• Data shown:
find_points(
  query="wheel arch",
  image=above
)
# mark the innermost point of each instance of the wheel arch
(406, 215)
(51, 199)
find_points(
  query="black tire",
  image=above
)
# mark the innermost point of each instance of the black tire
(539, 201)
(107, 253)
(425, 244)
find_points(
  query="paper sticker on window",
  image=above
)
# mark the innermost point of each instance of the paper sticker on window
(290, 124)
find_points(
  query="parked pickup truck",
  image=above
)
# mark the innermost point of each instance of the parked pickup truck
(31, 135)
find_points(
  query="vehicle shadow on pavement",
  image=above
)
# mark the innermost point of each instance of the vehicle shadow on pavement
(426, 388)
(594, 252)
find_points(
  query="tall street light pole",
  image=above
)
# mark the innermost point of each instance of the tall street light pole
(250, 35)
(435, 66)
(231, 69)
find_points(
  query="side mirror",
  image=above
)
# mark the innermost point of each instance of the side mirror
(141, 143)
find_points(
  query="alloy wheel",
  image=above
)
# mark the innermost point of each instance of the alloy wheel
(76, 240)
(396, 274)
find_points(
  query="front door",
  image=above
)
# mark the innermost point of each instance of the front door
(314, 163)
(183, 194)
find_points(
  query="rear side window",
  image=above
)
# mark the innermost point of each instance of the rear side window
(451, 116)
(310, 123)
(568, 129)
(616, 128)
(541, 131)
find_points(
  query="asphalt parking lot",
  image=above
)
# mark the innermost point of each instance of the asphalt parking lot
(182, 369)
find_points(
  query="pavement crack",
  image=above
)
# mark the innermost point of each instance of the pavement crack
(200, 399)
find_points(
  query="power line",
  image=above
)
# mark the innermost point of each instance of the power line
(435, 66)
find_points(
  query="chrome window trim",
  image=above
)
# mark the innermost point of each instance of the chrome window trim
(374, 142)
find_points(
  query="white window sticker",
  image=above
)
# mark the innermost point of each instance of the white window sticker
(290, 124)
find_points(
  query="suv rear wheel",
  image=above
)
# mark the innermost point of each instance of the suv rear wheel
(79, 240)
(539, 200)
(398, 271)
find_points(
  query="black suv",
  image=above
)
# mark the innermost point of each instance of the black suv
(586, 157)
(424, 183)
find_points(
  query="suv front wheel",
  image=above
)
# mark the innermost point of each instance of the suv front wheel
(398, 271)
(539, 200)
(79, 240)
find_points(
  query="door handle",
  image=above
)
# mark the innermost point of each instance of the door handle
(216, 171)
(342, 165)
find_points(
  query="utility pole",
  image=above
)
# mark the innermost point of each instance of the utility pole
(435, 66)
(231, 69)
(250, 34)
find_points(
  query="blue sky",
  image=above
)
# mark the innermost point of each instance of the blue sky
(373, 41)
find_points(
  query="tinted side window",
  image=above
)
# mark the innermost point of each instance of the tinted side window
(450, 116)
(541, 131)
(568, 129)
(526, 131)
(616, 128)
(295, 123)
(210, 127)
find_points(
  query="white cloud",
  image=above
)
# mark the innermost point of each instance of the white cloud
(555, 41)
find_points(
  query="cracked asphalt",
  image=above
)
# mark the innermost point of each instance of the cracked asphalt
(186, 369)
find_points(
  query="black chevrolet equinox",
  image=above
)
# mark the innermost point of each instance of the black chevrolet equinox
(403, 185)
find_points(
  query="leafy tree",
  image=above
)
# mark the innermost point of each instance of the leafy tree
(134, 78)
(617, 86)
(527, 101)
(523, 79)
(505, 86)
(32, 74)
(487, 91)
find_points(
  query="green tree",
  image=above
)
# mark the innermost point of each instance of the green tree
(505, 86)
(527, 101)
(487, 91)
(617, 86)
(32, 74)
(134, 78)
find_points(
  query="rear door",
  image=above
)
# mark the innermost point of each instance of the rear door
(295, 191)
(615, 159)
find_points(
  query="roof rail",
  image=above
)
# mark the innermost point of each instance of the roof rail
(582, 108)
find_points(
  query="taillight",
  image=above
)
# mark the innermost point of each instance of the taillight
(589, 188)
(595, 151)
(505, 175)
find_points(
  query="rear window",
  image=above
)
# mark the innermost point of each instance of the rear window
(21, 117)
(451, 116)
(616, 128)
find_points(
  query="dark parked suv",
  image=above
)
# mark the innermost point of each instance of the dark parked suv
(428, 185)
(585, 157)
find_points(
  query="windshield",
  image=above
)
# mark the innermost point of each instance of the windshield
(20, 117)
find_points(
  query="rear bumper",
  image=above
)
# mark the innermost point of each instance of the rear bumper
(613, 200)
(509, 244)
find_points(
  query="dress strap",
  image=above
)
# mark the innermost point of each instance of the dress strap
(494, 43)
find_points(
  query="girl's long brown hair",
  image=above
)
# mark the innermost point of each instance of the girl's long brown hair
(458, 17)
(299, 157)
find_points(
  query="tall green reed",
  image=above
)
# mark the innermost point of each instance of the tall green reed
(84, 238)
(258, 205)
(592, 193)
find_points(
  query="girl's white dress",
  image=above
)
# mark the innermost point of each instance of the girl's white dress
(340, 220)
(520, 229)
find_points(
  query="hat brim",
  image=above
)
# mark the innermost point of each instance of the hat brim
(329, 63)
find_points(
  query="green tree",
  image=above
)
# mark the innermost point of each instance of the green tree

• Task statement:
Repeat every line of the records above exactly.

• Answer section:
find_points(
  query="wheel arch",
  image=above
)
# mark the innermost point of each instance of the wheel arch
(406, 215)
(51, 199)
find_points(
  query="black tire",
  image=above
)
# mark the innermost point of each instance of the black tire
(539, 201)
(107, 253)
(425, 244)
find_points(
  query="paper sticker on window",
  image=above
)
# mark the innermost point of each instance of the paper sticker on window
(290, 124)
find_points(
  query="parked pickup truck",
  image=above
)
# mark the innermost point of each instance of the parked pickup truck
(31, 135)
find_points(
  query="vehicle shadow on pavement",
  image=above
)
# mark the innermost point of each instance of the vehicle shadow on pavement
(426, 388)
(594, 252)
find_points(
  query="tall street light pole",
  image=above
)
# mark the innermost point of each instance of the tall street light pole
(250, 35)
(435, 66)
(231, 69)
find_points(
  query="side mirror",
  image=above
)
# mark the innermost point of each instance of the side mirror
(141, 143)
find_points(
  query="alloy wheel",
  image=above
)
# mark the innermost point of each instance of the alloy wheel
(76, 240)
(396, 274)
find_points(
  query="front door",
  image=above
)
# mark the innermost point of each instance of the front door
(314, 163)
(183, 194)
find_points(
  query="rear side window",
  image=above
)
# mark the innermost point of each instance of the rear side window
(451, 116)
(310, 123)
(568, 129)
(616, 128)
(541, 131)
find_points(
  query="asphalt parking lot",
  image=above
)
# mark the innermost point of each instance of the asphalt parking lot
(182, 369)
find_points(
  query="pavement crack",
  image=above
)
# mark the innermost point of each instance of the pavement crack
(200, 399)
find_points(
  query="power line",
  image=above
)
# mark the innermost point of each instance of the power line
(435, 66)
find_points(
  query="chrome window trim",
  image=above
)
# mark the innermost point of each instance of the chrome window trim
(374, 142)
find_points(
  query="white window sticker",
  image=above
)
# mark the innermost point of each instance of the white window sticker
(290, 124)
find_points(
  query="suv rear wheel",
  image=above
)
# mark the innermost point of each instance of the suv rear wheel
(79, 240)
(539, 200)
(398, 271)
find_points(
  query="black suv",
  image=above
)
# mark the innermost point of each instance of the black suv
(586, 157)
(424, 183)
find_points(
  query="suv front wheel",
  image=above
)
# mark the innermost point of each instance of the suv front wheel
(398, 271)
(539, 200)
(79, 240)
find_points(
  query="door handle",
  image=above
)
# mark the innermost point of each instance of the door handle
(216, 171)
(342, 165)
find_points(
  query="utility pole",
  image=above
)
# mark the innermost point of each instance of the utility pole
(435, 66)
(231, 69)
(250, 34)
find_points(
  query="blue sky",
  image=above
)
# mark the innermost point of each instance of the blue sky
(373, 41)
find_points(
  query="tinted side window",
  image=above
)
# mark the innermost point of each instance of the tinted side window
(450, 116)
(541, 131)
(568, 129)
(526, 131)
(616, 128)
(295, 123)
(210, 127)
find_points(
  query="white cloud",
  image=above
)
# mark the innermost point of each instance of the white cloud
(555, 41)
find_points(
  query="cracked asphalt",
  image=above
)
# mark the innermost point of each instance of the cracked asphalt
(186, 369)
find_points(
  query="black chevrolet equinox",
  image=above
)
# mark the innermost point of each instance of the black chevrolet equinox
(403, 185)
find_points(
  query="leafy tree",
  image=above
)
# mark the innermost point of each instance of the leafy tree
(134, 78)
(617, 86)
(527, 101)
(523, 79)
(505, 86)
(32, 74)
(487, 91)
find_points(
  query="green tree",
  image=above
)
# mark the innermost point of each instance of the green tree
(505, 86)
(527, 101)
(487, 91)
(617, 86)
(32, 74)
(134, 78)
find_points(
  query="rear door",
  image=above
)
# mark the innermost point of each instance of the rear door
(295, 191)
(615, 159)
find_points(
  query="roof rail",
  image=above
)
# mark the innermost point of each instance of the roof rail
(582, 108)
find_points(
  query="taillight",
  image=above
)
# mark the innermost point of each instance of the taillight
(589, 188)
(595, 151)
(505, 175)
find_points(
  query="rear window",
  image=above
)
# mark the innermost point of each instance of the rear window
(21, 117)
(451, 116)
(616, 128)
find_points(
  query="dark parked suv",
  image=above
)
# mark the innermost point of each instance of the dark parked suv
(428, 185)
(585, 157)
find_points(
  query="windshield",
  image=above
)
# mark the innermost point of each instance of the windshield
(20, 117)
find_points(
  query="rear bumper",
  image=above
)
# mark the innermost point of each instance of the rear bumper
(613, 200)
(509, 244)
find_points(
  query="dress strap",
  image=above
)
# mark the innermost point of each instance of the dress strap
(494, 43)
find_points(
  query="girl's long brown hair",
  image=above
)
# mark the innermost point of each instance of the girl's long brown hair
(458, 17)
(299, 157)
find_points(
  query="tall green reed",
  image=above
)
# mark the innermost point of each instance of the tall green reed
(84, 238)
(258, 205)
(592, 193)
find_points(
  query="girl's white dress",
  image=above
)
# mark the innermost point of each instance of the girl's white dress
(340, 220)
(520, 229)
find_points(
  query="hat brim",
  image=above
)
# mark the innermost point of each instance of the hat brim
(329, 63)
find_points(
  query="green tree",
  image=above
)
# mark the innermost point of each instance of the green tree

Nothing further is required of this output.